Data entries -

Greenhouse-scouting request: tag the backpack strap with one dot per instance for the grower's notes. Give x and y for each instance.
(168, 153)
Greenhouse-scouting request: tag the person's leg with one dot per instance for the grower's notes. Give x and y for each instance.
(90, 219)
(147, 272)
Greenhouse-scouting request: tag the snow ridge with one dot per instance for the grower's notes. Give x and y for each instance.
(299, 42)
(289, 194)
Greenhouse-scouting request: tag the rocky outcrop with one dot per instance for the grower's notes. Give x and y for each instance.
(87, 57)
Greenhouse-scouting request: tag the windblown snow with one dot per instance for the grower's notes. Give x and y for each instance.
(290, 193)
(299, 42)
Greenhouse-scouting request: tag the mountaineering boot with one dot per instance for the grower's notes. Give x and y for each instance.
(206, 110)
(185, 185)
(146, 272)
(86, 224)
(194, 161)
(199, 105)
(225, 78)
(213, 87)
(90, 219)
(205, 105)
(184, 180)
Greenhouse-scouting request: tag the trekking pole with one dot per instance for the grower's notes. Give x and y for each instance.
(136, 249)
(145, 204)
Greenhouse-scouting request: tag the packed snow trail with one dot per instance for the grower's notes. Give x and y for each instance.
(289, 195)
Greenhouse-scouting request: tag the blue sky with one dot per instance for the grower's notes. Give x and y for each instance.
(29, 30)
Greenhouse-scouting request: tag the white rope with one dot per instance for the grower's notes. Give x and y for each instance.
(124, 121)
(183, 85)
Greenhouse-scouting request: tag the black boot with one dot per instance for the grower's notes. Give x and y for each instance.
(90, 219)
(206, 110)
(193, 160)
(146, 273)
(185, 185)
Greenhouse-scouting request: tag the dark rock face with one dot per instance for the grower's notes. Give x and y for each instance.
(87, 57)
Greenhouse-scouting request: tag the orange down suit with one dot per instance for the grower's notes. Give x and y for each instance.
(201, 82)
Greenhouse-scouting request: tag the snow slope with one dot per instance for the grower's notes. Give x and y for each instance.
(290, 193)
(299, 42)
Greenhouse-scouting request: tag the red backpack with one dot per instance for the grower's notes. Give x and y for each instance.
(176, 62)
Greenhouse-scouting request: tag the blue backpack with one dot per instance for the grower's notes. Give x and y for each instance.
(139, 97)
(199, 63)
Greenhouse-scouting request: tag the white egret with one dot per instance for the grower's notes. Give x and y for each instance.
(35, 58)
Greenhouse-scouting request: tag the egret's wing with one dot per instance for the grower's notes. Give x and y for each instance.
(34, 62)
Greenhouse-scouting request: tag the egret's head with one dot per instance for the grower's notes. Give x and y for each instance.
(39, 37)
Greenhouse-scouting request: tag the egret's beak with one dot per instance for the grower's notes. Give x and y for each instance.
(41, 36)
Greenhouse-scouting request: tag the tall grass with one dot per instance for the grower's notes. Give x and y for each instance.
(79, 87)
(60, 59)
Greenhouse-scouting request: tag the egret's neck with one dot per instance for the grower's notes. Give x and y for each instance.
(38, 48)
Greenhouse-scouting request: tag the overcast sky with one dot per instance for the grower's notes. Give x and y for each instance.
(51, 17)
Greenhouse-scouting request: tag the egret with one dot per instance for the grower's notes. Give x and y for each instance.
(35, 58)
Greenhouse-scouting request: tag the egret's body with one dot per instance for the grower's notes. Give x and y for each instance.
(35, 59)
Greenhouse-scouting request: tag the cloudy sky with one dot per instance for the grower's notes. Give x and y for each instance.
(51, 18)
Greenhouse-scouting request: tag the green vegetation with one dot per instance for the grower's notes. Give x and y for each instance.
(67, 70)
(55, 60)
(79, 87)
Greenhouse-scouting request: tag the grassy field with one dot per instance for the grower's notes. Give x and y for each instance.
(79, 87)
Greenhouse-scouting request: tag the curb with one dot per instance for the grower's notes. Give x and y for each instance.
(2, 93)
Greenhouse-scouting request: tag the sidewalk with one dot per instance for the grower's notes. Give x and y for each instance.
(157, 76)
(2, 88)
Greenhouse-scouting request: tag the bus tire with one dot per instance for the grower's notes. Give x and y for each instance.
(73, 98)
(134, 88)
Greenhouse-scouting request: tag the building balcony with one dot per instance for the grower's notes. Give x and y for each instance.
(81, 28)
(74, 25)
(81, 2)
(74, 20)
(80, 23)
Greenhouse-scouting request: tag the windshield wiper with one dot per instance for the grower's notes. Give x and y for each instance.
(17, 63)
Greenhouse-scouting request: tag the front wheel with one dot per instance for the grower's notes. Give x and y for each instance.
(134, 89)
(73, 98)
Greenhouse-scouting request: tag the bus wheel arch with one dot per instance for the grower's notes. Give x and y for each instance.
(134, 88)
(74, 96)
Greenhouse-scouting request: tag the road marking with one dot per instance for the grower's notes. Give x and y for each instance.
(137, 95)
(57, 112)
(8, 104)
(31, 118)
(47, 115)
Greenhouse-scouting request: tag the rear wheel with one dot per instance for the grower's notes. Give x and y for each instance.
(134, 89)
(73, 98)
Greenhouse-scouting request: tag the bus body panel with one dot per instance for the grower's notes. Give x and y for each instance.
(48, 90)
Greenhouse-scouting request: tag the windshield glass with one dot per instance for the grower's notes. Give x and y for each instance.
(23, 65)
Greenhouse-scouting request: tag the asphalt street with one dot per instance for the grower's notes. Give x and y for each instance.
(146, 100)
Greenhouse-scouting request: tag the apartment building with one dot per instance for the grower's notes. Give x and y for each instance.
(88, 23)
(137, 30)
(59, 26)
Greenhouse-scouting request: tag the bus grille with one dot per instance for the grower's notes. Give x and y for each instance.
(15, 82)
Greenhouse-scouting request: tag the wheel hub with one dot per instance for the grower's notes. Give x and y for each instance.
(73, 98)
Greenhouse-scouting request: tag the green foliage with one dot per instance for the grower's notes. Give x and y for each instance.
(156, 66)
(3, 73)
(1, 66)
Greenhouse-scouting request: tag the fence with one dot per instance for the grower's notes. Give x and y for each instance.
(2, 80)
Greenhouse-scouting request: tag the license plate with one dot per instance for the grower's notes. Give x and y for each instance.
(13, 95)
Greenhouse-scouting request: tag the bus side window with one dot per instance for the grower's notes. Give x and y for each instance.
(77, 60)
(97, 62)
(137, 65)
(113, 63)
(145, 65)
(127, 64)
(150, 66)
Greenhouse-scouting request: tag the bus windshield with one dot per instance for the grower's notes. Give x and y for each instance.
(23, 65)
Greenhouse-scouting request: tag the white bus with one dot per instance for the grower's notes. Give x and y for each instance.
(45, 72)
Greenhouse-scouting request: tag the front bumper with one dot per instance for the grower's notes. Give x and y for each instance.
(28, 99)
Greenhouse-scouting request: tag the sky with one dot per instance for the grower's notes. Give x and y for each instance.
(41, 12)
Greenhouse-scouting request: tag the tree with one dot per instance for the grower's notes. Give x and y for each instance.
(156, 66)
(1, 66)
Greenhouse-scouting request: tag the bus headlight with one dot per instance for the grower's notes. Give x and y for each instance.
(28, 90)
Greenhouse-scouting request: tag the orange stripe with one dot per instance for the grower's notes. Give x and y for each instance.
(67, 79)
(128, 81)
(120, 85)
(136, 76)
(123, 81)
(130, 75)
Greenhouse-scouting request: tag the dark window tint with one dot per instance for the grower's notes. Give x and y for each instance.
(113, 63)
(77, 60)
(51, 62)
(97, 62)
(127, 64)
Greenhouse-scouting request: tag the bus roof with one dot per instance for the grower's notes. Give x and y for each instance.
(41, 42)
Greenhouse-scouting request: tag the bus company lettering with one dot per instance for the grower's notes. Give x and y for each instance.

Problem to solve - Your task is to quote the listing above word for word.

Result of the task -
Greenhouse-scouting request: tag the backpack strap with one dot per instance for the grower's notes. Give x and y for each instance.
(168, 153)
Greenhouse-scouting request: tag the person's leg with one dot per instance for the grower's notes. Give x and y for each instance.
(90, 219)
(147, 272)
Greenhouse-scouting request: tag the snow ridge with one dot per instance for the grower's notes. Give x and y for each instance.
(299, 42)
(289, 194)
Greenhouse-scouting request: tag the rocky outcrop with one dot per instance for the grower's notes. Give x and y for each instance.
(87, 57)
Greenhouse-scouting request: tag the windblown snow with one dot per instance for the grower's notes. Give x and y for each instance.
(290, 193)
(299, 42)
Greenhouse-scouting request: tag the mountaineering boot with one dot per instance for the grower's notes. Give x and y for each instance.
(206, 110)
(185, 185)
(146, 272)
(86, 224)
(194, 161)
(199, 105)
(225, 78)
(213, 87)
(90, 219)
(205, 105)
(184, 180)
Greenhouse-scouting request: tag the trekking pole with one dot per instance for the grower's notes. Give x and y for each instance.
(136, 249)
(145, 204)
Greenhouse-scouting request: tag the packed snow trail with one dot per instance for the grower's notes. Give x and y for each instance.
(289, 195)
Greenhouse-scouting request: tag the blue sky with one dot per instance for the grower's notes. Give x and y for each instance.
(29, 30)
Greenhouse-scouting request: tag the white rope with one dot per instance for the grower's notes. Give x and y for each instance.
(124, 121)
(183, 85)
Greenhouse-scouting request: tag the black boot with one dot per instance for the grower's notes. Give x and y for each instance.
(90, 219)
(206, 110)
(193, 160)
(146, 273)
(185, 185)
Greenhouse-scouting request: tag the dark rock face with one dot per instance for the grower's notes. Give x and y for each instance.
(87, 57)
Greenhouse-scouting request: tag the orange down suit with one dot per instance for the grower's notes. Give x and y for each instance.
(201, 82)
Greenhouse-scouting request: tag the snow slope with one dot per instance for the grower's notes. Give x and y for each instance.
(290, 193)
(299, 42)
Greenhouse-scouting request: tag the red backpack with one dot per instance for the grower's notes. Give x and y for each instance.
(176, 62)
Greenhouse-scouting request: tag the blue backpack with one dot per instance for the grower's notes. Give x and y for each instance.
(139, 97)
(199, 63)
Greenhouse-scouting request: tag the white egret with one dot per instance for the grower's notes. Give x and y for each instance.
(35, 58)
Greenhouse-scouting request: tag the egret's wing with one dot per instance for the grower's notes. Give x and y for each instance.
(34, 62)
Greenhouse-scouting request: tag the egret's head with one dot per instance for the grower's notes. Give x and y for each instance.
(39, 37)
Greenhouse-scouting request: tag the egret's beak with one dot per instance for the grower's notes. Give x and y for each instance.
(41, 36)
Greenhouse-scouting request: tag the tall grass with one dot per instance for the grower's notes. Give x and y for each instance.
(79, 87)
(60, 59)
Greenhouse-scouting request: tag the egret's neck with one dot per instance for the grower's notes. Give x and y for each instance.
(38, 48)
Greenhouse-scouting request: tag the overcast sky with one dot per instance for the grower's notes. Give x and y for each instance.
(51, 17)
Greenhouse-scouting request: tag the egret with one dot per instance for the grower's notes. Give x and y for each instance.
(35, 58)
Greenhouse-scouting request: tag the egret's body with one dot per instance for the grower's notes. Give x and y for each instance.
(35, 59)
Greenhouse-scouting request: tag the cloudy sky with one dot per instance for the grower's notes. Give x and y for each instance.
(51, 18)
Greenhouse-scouting request: tag the green vegetation with one dot per instance for the grower's notes. Give x and y for each instance.
(67, 70)
(55, 60)
(79, 87)
Greenhouse-scouting request: tag the grassy field with one dot per instance for the grower's notes. Give x and y for each instance.
(79, 87)
Greenhouse-scouting request: tag the curb with one dot per instance for the grower's notes. Give x and y for each instance.
(2, 93)
Greenhouse-scouting request: tag the sidewalk with one dot per instance for the grower's notes. Give x and y for each instance.
(157, 76)
(2, 88)
Greenhouse-scouting request: tag the bus tire with one dot per instance for the grower's notes. Give x and y for each instance.
(73, 98)
(134, 88)
Greenhouse-scouting request: tag the building balcony with one dot per instance for the grower's notes. Give x and y for each instance.
(81, 28)
(74, 25)
(81, 2)
(74, 20)
(80, 23)
Greenhouse-scouting request: tag the windshield wiper with one dot per instance for the grower's notes. Give x and y for each instance.
(17, 63)
Greenhouse-scouting request: tag the front wheel with one dot per instance for the grower's notes. Give x and y for each instance.
(134, 89)
(73, 98)
Greenhouse-scouting request: tag the bus wheel arch with one dot per instance for the grower's notes. Give x and y for each instance.
(134, 88)
(74, 96)
Greenhouse-scouting request: tag the road marking with one dot per instance for the grower's notes. Give x and y for each instance.
(137, 95)
(57, 112)
(8, 104)
(31, 118)
(47, 115)
Greenhouse-scouting request: tag the rear wheel with one dot per instance for the grower's notes. Give x and y for each instance.
(134, 89)
(73, 98)
Greenhouse-scouting request: tag the bus body panel with one dot per instance for the grower's notes. Give x and y for each instance.
(48, 90)
Greenhouse-scouting request: tag the windshield glass with one dot per instance for the grower's notes. Give x and y for each instance.
(23, 65)
Greenhouse-scouting request: tag the asphalt street with one dot per instance for the grower's notes. Give x and y for each instance.
(146, 100)
Greenhouse-scouting request: tag the apartment building with one dot per instance for the grower's notes. Give x and y for each instance.
(88, 23)
(137, 30)
(59, 26)
Greenhouse-scouting request: tag the bus grille with one dot per instance for the grower's notes. Give x and y for each instance.
(15, 82)
Greenhouse-scouting request: tag the wheel hub with one dot per instance for the grower's notes. Give x and y for each instance.
(73, 98)
Greenhouse-scouting request: tag the green foliage with one dot per instance for the grower's notes. Give x and y for each instance.
(156, 66)
(3, 73)
(1, 66)
Greenhouse-scouting request: tag the fence with one dot per instance for the grower's notes. Give x and y for each instance.
(2, 80)
Greenhouse-scouting request: tag the license plate with one dot per instance for the grower's notes. Give x and y for each instance.
(13, 95)
Greenhouse-scouting request: tag the bus side window with one dot per instance for the grower's notes. Give x and y for each instance.
(77, 60)
(97, 62)
(137, 65)
(113, 63)
(145, 65)
(127, 64)
(150, 66)
Greenhouse-scouting request: tag the bus windshield with one dot per instance for the grower's notes. Give x and y for each instance.
(23, 65)
Greenhouse-scouting request: tag the white bus with one dot per instance for the grower's notes. Give x and y for each instance.
(45, 72)
Greenhouse-scouting request: tag the front bumper with one dot per instance for the grower's notes. Give x and y for each instance.
(28, 99)
Greenhouse-scouting request: tag the sky with one dot per instance for the grower's notes. Give x and y for each instance.
(41, 12)
Greenhouse-scouting request: tag the tree with one dot per instance for the grower's notes. Give x and y for each instance.
(156, 66)
(1, 66)
Greenhouse-scouting request: tag the bus headlight with one dot per instance for the grower's notes. Give x and y for each instance.
(28, 90)
Greenhouse-scouting request: tag the orange stripe with one dot per instance for the grower's notes. Give x and y for each instance.
(67, 79)
(128, 81)
(120, 85)
(136, 76)
(123, 81)
(130, 75)
Greenhouse-scouting request: tag the dark window tint with one dot per instance for the grower's notes. Give x and y for each instance.
(113, 63)
(77, 60)
(51, 62)
(97, 62)
(127, 64)
Greenhouse-scouting request: tag the bus roof with one dot per instance for the grower's notes. Give x and y for each instance.
(41, 42)
Greenhouse-scouting request: tag the bus company lettering with one dot per instance for the grower's notes. Give x and y for each instance.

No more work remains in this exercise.